(Entries from a point annotation set)
......
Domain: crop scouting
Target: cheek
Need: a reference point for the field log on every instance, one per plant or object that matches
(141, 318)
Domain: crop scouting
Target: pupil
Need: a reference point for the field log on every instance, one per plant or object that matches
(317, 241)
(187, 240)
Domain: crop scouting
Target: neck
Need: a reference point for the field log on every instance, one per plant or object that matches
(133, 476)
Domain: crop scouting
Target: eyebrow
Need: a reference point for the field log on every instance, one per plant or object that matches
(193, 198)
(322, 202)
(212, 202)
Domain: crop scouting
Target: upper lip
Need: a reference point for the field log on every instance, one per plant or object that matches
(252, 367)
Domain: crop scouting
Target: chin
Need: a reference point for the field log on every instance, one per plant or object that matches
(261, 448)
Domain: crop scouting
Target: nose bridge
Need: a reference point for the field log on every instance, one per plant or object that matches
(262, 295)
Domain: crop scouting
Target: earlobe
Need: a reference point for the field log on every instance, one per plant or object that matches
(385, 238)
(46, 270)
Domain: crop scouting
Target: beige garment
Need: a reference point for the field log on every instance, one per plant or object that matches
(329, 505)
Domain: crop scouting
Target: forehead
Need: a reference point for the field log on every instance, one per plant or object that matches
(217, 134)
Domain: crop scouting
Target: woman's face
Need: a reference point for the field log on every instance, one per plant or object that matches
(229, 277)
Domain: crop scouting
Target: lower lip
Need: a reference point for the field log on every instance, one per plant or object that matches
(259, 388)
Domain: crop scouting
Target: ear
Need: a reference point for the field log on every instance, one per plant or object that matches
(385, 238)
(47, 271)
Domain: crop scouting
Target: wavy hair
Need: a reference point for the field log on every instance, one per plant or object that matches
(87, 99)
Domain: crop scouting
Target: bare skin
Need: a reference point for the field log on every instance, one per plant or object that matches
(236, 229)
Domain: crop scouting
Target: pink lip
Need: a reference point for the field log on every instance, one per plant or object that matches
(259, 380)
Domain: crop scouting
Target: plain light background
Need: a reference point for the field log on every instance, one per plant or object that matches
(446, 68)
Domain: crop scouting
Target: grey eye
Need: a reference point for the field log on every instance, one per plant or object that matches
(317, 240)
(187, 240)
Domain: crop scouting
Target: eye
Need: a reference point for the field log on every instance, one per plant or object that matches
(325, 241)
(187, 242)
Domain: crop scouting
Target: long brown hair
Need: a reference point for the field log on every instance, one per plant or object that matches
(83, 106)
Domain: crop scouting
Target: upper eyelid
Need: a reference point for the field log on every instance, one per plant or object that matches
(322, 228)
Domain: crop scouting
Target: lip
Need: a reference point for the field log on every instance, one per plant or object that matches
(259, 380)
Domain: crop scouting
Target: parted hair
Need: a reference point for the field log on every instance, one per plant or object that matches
......
Return the entries in full, keeping every line exactly as it is.

Domain: crop scouting
Target: cheek
Need: a reference point for the field log on every instance, one per plant or object that matches
(141, 318)
Domain: crop scouting
Target: pupil
Need: a reference point for the field log on every instance, one per plant or object that matches
(317, 241)
(187, 240)
Domain: crop scouting
Target: neck
Need: a reference point for the field log on every instance, one per plant or object that matches
(133, 476)
Domain: crop scouting
Target: eyebrow
Need: a reference point for the field log on every instance, one per plant or object that matches
(193, 198)
(322, 202)
(212, 202)
Domain: crop scouting
Target: upper lip
Need: a reference point for the field log on every instance, one per plant or object that matches
(252, 367)
Domain: crop scouting
Target: chin
Need: a reference point for the field log on every instance, one per plant or object that matches
(261, 448)
Domain: crop scouting
Target: nose bridge
Need: a reference point for the field log on every instance, one per plant or object that matches
(262, 295)
Domain: crop scouting
Target: earlobe
Need: a reference point for the field log on every instance, one per plant or object that matches
(385, 238)
(46, 270)
Domain: crop scouting
Target: beige garment
Need: a reference point for the field log on every instance, one per plant or object that matches
(329, 505)
Domain: crop scouting
Target: forehead
Need: a reference point for the field log on every instance, one per plant or object that matches
(217, 134)
Domain: crop scouting
Target: woman's face
Need: a reference point for the field log on every instance, one per plant or object that matches
(229, 277)
Domain: crop scouting
Target: lower lip
Need: a reference point for the field log on every instance, one per plant or object that matches
(259, 388)
Domain: crop scouting
Target: ear
Need: a reference point for the field log on every instance, one per plant or object that matches
(385, 238)
(47, 271)
Domain: crop scouting
Target: wavy hair
Need: a reference point for the field log on every instance, one per plant or object that matches
(87, 99)
Domain: crop scouting
Target: bare skin
Need: a reference point for the field log on every instance, one per plant or object that matches
(236, 229)
Domain: crop scouting
Target: pink lip
Need: a reference point for the field log on every instance, one per plant or object that matches
(259, 380)
Domain: crop scouting
Target: plain light background
Need: a reference point for the field log on every instance, one per plant or object that matches
(446, 68)
Domain: crop scouting
Target: grey eye
Need: a reference point for the field log on every instance, one per plant or object that matches
(317, 240)
(187, 240)
Domain: crop scouting
Target: eye
Need: a reference point for the field log on every instance, one per plant or object that matches
(325, 241)
(187, 242)
Domain: crop scouting
Target: long brown hair
Need: a reference point for the field log on every instance, one per plant or object that matches
(83, 106)
Domain: crop scouting
Target: upper eyelid
Need: a reference point for the field log on every instance, one per plant or object that matches
(322, 228)
Domain: crop scouting
Target: lip
Need: a reference point for the field log on every instance, one per plant or object that matches
(259, 380)
Domain: crop scouting
Target: parted hair
Need: a reference point for the field log on every instance, one per plant or object that matches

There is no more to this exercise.